→ Given request 1
Reproduce the passage of the fusion reactor text starting at "A cask containing" and ending at "the burning plasma.".
→ Given request 2
Carry on writing the text on the compact fusion DEMO reactor, beginning after its final sentence.

→ Text
--- START ---
3-10 Torus Configuration and Maintenance Concept of Compact Fusion DEMO Reactor

- Torus Configuration for High Operation Rate -

Fig.3-22 Concept of torus configuration and maintenance for fusion DEMO reactor

Fig.3-22 Concept of torus configuration and maintenance for fusion DEMO reactor

 

Fig.3-23 Sector transport for maintenance

Fig.3-23 Sector transport for maintenance

A cask containing a sector moves on rails placed on the floor and turn-tables.

Fig.3-24 Structure of sector and saddle shaped shell

Fig.3-24 Structure of sector and saddle shaped shell

Eddy current on the shell assembly stabilizes the burning plasma.

A conceptual study of compact fusion DEMO reactor design resulted in a torus configuration and maintenance scheme which shortens the time required for periodic replacement of core components such as blanket and divertor. Such shortening of maintenance time can lead to an improvement of plant operation rate, and thus to a reduction of the cost of electricity.
--- END ---
[Records of labeled points]
--- START ---
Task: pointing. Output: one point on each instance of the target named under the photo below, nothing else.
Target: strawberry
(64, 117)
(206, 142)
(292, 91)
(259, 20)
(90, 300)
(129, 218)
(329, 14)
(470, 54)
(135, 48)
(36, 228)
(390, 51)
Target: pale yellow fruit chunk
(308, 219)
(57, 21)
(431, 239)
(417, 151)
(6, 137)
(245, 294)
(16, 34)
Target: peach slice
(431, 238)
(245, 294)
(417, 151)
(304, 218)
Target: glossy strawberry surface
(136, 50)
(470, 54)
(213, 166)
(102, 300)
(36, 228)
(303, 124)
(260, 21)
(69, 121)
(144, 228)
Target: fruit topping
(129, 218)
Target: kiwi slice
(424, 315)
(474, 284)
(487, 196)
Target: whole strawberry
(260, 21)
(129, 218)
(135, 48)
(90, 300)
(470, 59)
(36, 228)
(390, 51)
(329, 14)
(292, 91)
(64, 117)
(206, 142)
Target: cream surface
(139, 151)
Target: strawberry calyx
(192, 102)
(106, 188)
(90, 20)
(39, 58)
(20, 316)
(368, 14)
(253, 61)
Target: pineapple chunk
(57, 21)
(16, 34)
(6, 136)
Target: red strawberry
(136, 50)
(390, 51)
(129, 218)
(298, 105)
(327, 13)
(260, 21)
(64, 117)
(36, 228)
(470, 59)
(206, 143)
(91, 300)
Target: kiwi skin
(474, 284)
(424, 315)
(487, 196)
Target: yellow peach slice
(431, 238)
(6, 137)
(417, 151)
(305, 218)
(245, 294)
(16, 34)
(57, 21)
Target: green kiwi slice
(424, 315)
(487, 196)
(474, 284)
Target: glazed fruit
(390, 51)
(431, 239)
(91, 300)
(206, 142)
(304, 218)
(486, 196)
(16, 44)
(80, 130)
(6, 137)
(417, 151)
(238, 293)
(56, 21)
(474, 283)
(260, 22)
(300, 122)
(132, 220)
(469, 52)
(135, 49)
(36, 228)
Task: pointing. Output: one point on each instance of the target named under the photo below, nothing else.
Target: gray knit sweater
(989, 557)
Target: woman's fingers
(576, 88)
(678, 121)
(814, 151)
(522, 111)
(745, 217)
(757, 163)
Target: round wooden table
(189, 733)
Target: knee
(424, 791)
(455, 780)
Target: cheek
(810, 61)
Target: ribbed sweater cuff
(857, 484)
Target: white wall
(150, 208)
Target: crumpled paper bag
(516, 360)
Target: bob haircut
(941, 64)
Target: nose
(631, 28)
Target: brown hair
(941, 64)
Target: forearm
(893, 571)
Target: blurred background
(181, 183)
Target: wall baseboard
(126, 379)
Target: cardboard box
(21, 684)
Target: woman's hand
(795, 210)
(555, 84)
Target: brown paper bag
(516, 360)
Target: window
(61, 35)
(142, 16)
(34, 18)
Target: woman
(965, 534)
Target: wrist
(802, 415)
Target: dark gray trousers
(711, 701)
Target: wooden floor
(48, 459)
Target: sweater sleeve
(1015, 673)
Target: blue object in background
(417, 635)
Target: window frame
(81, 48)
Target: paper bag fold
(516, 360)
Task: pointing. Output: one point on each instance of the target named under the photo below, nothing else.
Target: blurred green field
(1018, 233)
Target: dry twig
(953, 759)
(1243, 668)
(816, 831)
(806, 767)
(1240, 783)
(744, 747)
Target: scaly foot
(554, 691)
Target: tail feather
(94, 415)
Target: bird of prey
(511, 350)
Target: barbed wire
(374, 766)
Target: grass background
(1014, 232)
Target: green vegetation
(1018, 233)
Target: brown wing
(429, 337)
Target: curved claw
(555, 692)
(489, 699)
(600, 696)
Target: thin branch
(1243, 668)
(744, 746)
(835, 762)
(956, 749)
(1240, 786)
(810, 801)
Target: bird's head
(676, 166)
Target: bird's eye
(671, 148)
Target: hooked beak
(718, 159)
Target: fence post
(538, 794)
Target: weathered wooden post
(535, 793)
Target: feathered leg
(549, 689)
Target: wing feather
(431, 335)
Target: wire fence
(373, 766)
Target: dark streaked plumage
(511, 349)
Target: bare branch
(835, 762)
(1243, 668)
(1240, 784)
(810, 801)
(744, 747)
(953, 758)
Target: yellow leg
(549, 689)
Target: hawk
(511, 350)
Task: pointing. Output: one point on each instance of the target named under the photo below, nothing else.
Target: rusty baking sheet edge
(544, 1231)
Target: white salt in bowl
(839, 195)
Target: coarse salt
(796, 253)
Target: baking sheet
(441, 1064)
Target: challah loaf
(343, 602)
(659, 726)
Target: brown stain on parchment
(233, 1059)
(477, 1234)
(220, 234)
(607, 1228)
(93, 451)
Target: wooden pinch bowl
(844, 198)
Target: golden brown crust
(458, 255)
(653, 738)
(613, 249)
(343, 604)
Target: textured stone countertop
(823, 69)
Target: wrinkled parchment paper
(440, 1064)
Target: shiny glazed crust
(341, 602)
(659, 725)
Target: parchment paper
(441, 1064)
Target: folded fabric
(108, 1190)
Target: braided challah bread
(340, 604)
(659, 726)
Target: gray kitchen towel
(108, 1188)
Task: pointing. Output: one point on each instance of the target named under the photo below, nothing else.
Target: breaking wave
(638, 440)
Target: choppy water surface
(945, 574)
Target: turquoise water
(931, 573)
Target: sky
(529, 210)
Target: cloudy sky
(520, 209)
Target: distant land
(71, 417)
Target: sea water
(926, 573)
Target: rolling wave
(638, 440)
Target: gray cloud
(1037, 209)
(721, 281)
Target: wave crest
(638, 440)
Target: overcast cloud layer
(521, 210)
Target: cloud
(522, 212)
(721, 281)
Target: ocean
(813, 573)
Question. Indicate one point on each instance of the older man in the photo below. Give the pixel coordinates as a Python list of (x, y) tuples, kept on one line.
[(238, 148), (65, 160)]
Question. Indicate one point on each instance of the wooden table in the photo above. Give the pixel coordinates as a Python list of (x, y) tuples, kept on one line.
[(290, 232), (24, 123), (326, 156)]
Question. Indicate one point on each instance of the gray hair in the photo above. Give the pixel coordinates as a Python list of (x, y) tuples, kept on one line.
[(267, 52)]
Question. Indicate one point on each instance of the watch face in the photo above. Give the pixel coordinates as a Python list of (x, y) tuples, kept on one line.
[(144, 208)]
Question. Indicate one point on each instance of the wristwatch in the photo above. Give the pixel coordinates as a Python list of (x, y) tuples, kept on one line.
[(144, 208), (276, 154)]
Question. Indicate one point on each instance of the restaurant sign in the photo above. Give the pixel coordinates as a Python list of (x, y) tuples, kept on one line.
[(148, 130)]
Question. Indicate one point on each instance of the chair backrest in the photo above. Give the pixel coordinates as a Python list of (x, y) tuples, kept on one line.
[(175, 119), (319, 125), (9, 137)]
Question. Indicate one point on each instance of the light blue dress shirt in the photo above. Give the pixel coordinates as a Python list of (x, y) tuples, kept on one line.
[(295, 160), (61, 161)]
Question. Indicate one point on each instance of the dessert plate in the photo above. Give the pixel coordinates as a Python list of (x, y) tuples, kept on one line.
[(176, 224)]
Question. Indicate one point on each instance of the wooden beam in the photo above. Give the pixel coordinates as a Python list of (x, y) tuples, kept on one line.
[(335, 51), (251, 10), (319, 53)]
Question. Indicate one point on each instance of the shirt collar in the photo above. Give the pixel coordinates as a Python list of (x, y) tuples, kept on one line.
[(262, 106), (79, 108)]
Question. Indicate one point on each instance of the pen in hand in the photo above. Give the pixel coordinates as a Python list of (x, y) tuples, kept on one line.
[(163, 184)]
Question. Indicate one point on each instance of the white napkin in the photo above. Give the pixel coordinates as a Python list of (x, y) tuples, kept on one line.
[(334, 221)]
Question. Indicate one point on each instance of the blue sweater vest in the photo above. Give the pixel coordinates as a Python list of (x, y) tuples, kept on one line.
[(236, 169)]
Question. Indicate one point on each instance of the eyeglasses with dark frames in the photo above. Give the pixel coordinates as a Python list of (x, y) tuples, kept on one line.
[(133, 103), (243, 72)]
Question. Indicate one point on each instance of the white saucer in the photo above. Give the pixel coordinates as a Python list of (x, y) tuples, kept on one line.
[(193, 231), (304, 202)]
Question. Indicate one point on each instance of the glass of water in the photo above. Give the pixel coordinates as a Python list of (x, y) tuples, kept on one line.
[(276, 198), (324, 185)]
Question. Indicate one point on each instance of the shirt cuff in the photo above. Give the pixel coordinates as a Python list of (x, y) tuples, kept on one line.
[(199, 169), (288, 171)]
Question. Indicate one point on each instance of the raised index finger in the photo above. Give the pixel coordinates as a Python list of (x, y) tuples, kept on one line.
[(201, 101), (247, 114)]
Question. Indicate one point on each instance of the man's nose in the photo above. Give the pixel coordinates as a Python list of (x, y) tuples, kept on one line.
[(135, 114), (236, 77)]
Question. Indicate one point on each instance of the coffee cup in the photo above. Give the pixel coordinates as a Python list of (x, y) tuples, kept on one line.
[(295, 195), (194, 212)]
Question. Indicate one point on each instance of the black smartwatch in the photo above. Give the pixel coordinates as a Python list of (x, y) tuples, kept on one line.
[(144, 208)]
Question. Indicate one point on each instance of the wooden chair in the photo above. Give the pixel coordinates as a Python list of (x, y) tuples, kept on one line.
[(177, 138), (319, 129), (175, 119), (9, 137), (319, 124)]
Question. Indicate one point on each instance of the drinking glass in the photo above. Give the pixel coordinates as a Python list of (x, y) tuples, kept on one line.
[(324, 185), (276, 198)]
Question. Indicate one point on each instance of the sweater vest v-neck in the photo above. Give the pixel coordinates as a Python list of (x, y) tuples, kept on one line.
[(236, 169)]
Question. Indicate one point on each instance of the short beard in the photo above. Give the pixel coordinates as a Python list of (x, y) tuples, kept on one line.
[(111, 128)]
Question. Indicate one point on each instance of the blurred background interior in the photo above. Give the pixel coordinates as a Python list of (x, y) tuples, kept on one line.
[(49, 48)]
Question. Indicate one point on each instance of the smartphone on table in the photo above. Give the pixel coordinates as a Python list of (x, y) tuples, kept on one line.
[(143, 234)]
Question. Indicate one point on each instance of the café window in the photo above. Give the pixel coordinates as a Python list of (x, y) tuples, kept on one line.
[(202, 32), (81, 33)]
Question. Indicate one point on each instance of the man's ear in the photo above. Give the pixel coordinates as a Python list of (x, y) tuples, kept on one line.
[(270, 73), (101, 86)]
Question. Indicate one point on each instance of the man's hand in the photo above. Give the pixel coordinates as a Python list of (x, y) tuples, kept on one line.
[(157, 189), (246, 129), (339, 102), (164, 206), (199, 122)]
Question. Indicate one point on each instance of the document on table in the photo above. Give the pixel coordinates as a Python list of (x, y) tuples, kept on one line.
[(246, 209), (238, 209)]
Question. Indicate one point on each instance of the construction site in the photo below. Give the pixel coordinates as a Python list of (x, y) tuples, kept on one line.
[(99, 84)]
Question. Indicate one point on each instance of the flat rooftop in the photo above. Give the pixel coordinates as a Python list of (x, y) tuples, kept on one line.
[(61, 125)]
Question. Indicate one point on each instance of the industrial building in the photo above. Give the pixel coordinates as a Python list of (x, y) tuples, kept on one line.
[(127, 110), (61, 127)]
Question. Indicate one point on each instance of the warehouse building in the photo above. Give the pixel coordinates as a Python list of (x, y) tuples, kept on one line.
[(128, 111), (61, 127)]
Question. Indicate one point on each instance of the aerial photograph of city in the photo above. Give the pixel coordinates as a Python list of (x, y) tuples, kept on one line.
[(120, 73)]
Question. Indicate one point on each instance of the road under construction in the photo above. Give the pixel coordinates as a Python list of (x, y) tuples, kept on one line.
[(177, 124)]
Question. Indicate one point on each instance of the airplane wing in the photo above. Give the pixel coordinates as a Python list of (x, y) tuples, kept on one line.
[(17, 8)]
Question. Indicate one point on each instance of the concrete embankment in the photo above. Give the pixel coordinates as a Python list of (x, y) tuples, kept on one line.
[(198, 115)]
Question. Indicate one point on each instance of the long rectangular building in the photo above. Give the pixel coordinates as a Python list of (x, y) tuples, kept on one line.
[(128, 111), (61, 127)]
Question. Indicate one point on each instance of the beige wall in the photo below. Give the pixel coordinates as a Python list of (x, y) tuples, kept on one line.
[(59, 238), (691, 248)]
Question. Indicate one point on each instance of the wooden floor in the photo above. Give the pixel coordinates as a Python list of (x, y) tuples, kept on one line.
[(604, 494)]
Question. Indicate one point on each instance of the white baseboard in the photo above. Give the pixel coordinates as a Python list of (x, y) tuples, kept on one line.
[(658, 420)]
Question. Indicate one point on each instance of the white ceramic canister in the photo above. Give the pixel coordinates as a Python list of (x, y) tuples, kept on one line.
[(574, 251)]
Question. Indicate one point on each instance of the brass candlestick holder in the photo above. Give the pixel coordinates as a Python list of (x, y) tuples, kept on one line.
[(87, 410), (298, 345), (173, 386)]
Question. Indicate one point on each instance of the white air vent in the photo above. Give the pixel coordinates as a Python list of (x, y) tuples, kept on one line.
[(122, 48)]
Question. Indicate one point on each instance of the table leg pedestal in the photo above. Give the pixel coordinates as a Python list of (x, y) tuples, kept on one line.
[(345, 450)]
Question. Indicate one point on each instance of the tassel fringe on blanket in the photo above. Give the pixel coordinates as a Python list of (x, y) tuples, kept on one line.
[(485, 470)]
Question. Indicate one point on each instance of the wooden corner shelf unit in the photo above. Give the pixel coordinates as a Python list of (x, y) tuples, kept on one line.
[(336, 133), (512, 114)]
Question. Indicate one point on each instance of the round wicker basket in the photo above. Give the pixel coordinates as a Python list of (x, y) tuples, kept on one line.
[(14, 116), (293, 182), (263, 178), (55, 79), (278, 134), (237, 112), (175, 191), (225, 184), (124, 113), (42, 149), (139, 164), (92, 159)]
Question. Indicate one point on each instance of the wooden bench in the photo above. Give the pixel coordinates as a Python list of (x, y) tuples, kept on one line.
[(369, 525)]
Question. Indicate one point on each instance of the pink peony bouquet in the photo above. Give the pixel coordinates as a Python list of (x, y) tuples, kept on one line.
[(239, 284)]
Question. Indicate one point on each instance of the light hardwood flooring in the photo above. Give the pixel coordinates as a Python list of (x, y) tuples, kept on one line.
--- END ---
→ Right answer 1
A cask containing a sector moves on rails placed on the floor and turn-tables.

Fig.3-24 Structure of sector and saddle shaped shell

Fig.3-24 Structure of sector and saddle shaped shell

Eddy current on the shell assembly stabilizes the burning plasma.

→ Right answer 2
To quicken maintenance, we adopted a "sector maintenance scheme" in which the core components are divided into twelve toroidal sectors and each sector is en bloc removed and transported to a neighboring hot cell for maintenance and replacement of blanket modules (Fig.3-22). Each sector loads about sixty replaceable blanket modules that must be replaced every two or three years. In the replacement, six steel tubes connected to each blanket module (four for cooling and two for tritium fuel recovery) must be cut, re-welded and tested by remote control. When these replacement procedures are carried out in situ in the cryostat, the replacement time is expected to exceed half a year, unacceptable from the point of view of operation rate. With sector maintenance, the required time will be reduced to about three months because, by replacing used sectors with spare sectors, time-consuming procedures (pipe cutting re-welding and testing) can be carried out in the hot cell during tokamak operation. On the other hand, this maintenance scheme raises concern about transport of heavy sectors. This issue is resolved with the use of a wheel and bearing system and turn-tables (Fig.3-23). A saddle shaped conducting shell placed in between replaceable and permanent blankets is one of the key components of DEMO. The assembly of the shells also plays the role of passively stabilizing the plasma by inducing eddy currents, as shown in Fig.3-24.


Reference
Tobita, K. et al., SlimCS?| Compact Low Aspect Ratio DEMO Reactor with Reduced-Size Central Solenoid, Nuclear Fusion, vol.47, no.8, 2007, p.892-899.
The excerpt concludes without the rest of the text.